:: JOB ::
Write out the records that appear below, verbatim and complete, but without pictures.
☆ ☆ ☆ ☆ ☆
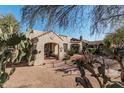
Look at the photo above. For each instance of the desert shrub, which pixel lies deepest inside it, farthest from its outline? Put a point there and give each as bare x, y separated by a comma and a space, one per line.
71, 52
66, 57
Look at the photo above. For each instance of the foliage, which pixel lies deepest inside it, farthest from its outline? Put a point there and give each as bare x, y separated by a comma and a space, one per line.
106, 81
13, 46
71, 52
76, 17
9, 24
115, 38
66, 57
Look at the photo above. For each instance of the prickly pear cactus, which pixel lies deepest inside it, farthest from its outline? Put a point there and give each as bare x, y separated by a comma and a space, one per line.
12, 46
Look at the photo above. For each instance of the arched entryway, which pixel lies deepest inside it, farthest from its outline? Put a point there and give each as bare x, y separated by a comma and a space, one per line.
75, 48
51, 51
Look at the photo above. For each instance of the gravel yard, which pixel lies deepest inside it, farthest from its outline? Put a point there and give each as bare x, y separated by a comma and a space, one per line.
44, 77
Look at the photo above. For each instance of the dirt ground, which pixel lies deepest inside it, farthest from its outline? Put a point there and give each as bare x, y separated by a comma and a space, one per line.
43, 77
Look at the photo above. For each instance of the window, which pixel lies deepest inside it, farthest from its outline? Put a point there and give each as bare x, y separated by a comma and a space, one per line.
65, 47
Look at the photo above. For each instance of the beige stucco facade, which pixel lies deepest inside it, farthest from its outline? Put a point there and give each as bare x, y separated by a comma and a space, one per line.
46, 41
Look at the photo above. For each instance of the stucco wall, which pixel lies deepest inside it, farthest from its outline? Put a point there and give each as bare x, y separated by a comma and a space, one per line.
48, 38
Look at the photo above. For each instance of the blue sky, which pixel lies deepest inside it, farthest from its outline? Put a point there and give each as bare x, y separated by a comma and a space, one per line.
16, 11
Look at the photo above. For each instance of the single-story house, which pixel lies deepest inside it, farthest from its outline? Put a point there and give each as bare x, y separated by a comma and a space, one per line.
51, 45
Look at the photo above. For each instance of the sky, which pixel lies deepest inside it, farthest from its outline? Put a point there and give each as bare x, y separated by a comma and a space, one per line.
16, 11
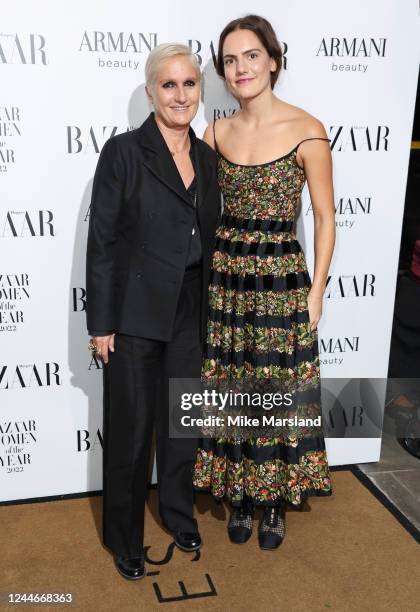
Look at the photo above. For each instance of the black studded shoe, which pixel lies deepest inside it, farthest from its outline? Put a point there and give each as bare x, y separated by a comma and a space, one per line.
240, 523
272, 528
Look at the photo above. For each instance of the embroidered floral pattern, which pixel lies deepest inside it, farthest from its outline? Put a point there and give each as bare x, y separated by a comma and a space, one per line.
258, 330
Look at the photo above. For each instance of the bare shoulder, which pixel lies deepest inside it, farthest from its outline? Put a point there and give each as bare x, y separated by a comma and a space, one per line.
304, 124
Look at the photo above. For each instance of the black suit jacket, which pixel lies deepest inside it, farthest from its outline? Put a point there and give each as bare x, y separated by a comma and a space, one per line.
141, 219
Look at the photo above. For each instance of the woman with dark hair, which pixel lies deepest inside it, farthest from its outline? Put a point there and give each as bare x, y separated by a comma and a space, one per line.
264, 310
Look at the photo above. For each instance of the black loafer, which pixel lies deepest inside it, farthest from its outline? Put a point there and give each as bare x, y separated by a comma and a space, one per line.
188, 542
131, 568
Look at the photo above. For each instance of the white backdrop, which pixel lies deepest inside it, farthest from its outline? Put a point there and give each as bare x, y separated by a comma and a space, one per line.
71, 75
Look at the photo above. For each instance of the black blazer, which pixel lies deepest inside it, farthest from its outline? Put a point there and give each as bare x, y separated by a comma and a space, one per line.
141, 219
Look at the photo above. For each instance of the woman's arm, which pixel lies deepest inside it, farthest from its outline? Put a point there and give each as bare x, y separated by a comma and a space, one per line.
107, 197
317, 162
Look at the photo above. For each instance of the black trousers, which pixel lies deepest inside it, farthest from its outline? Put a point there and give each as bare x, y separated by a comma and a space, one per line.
138, 373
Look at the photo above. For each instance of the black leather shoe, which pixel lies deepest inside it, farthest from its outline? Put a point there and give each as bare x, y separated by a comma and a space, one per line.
272, 528
189, 542
131, 568
240, 524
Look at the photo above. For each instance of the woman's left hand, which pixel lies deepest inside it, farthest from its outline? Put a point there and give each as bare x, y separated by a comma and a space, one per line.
315, 309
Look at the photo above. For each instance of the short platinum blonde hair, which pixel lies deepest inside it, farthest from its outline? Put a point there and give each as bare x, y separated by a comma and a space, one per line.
163, 52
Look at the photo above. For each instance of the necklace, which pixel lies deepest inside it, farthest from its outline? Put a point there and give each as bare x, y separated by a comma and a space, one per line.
173, 153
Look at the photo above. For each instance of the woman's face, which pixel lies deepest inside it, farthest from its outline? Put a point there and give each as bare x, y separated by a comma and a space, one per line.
247, 64
176, 92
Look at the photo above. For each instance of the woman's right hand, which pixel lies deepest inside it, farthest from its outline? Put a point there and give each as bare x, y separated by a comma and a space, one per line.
104, 344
☆ ☆ ☆ ☆ ☆
:: FULL RESPONSE ::
Look at the photo above. For each instance of the desert shrub, which pixel lies deepest inside it, farthest from its outline? Put a point there and give each as bare x, y separated by a comma and a space, one per line.
71, 52
66, 57
Look at the photo above. For each instance of the foliage, which pixel lies deepest inside it, farthest from its outline? Put a point there and give each as bare x, y separated by a comma and a space, one per line.
106, 81
13, 46
71, 52
76, 17
9, 24
115, 38
66, 57
Look at the photo above. For each instance of the prickly pear cactus, which pixel lies deepest inside it, farthest from its outline? Put a point there and give each as bare x, y separated by a comma and a space, one per line.
12, 46
Look at the photo above. For each instance of the arched entryway, which pixel lies deepest inside it, farthest from its outline? Put a point there and give each as bare x, y separated by a comma and a space, one per line.
75, 48
51, 51
Look at the photo above. For each instance of the gravel yard, which pixel lies deepest inside it, farthest from its outline? Put a point there and give each as bare x, y separated by a comma and a space, one per line.
44, 77
Look at the photo above. For each instance of the dirt ground, which pixel lies deepest inside it, farthest from its outline? Put a point there and give each as bare x, y separated by a comma and a space, one per line.
43, 77
Look at the photo above. For each instance of the window, which pixel lies deepest inside it, farthest from its outline? Put a point there and give each as bare x, y separated by a comma and a space, one per line.
65, 47
Look at the photo above. For each instance of the beige stucco facade, which pixel lies deepest inside it, farthest from its outline? Put a point there and give each as bare x, y separated by a comma and a space, one per line.
46, 41
Look at the photo above. For each instance of the stucco wall, which pixel lies deepest inside it, farthest from its outline? Put a point there and give each as bare x, y separated by a comma and a space, one per line.
48, 38
Look at the photo above. For each instance of the blue sky, which pixel lies deepest inside it, farthest from its outline? Put a point there and give each as bare x, y separated by a comma and a space, one per line.
16, 11
Look at the photo above. For each instance of the single-story house, which pixel lies deepest inside it, farthest from its outline? Put a point there and give each as bare x, y separated by a comma and a space, one per line.
51, 45
Look at the photo above. For each instance of the sky, which pixel lies deepest inside it, farthest from its outline? Put a point there and give each as bare x, y separated by a comma and a space, one per line.
16, 11
Look at the photo above. For each instance of the black studded shoe, which pixel lies deepest inside it, farthest from its outline? Put a point there and give each as bare x, y separated by a comma and a space, one per line.
240, 523
272, 528
Look at the photo above. For each instance of the embroidered floral pattern, which pixel lies deepest inside it, farthest from its outline? Put a point there and give each as bare x, y separated by a comma and a space, one per line.
258, 330
Look at the photo above. For each instance of the bare shoulder, which pixel lies deepest inside it, farthest from its outline? Put a point there and give each as bare x, y separated by a comma and a space, one per line.
304, 124
Look at the photo above. For each instance of the black suit jacket, which pixel lies deepest inside it, farthest from its outline? Put a point there and give each as bare x, y separated by a comma and a space, one per line.
141, 219
Look at the photo above. For each instance of the woman with dark hair, which pixel lies deepest inside it, farthest from its outline? Put a point there and give each as bare x, y separated by a comma and a space, one per line.
264, 310
Look at the photo above. For each instance of the black loafer, which pixel lies deepest inside it, farthest from its outline? Put a point there and give each as bare x, y separated by a comma and a space, one per line.
188, 542
131, 568
Look at the photo above. For each instance of the white backdrop, which pixel lies deepest inside it, farthest from its outline? Put a point there and give each as bare x, y separated by a comma and a space, one per line.
71, 75
Look at the photo above. For each instance of the black blazer, which pixel lies deepest inside it, farthest from its outline? Put a point there and give each as bare x, y separated by a comma and a space, one per line.
141, 219
Look at the photo above. For each instance of the woman's arm, which pixel lies deepest inside it, farthest from its outline? Put a point there and give each as bare x, y separated by a comma and a space, one per line.
107, 197
317, 162
Look at the photo above. For each instance of the black trousers, which pixel lies deepest inside it, farthest from its outline? Put a point there and give each as bare x, y separated by a comma and a space, one per line.
138, 373
Look at the photo above. For each instance of the black leather shoe, which pixel lies deepest inside it, farthest from its outline? Put a point there and give each as bare x, y separated by a comma and a space, one per line.
272, 528
189, 542
131, 568
240, 524
Look at the photo above. For each instance of the woman's left hand, which pixel lies deepest inside it, farthest from its outline? Put a point there and give each as bare x, y separated by a comma and a space, one per line.
315, 309
Look at the photo above. For each instance of the short platinum blonde hair, which pixel lies deepest inside it, farthest from its outline? Put a point there and give each as bare x, y separated by a comma and a space, one per line.
163, 52
Look at the photo above. For each instance of the necklace, which pixel lies deepest inside it, farthest from its outline? Put a point there and give each as bare x, y separated by a comma and a space, one per line.
173, 153
Look at the photo above. For each instance of the woman's face, which pixel lies deepest inside it, farthest from its outline? Put a point there and give each as bare x, y separated by a comma and a space, one per line.
247, 64
176, 92
Look at the photo above. For each instance of the woman's right hand, which pixel lies deepest inside it, farthest from its outline? Put a point there and give each as bare x, y separated by a comma and a space, one per line.
104, 344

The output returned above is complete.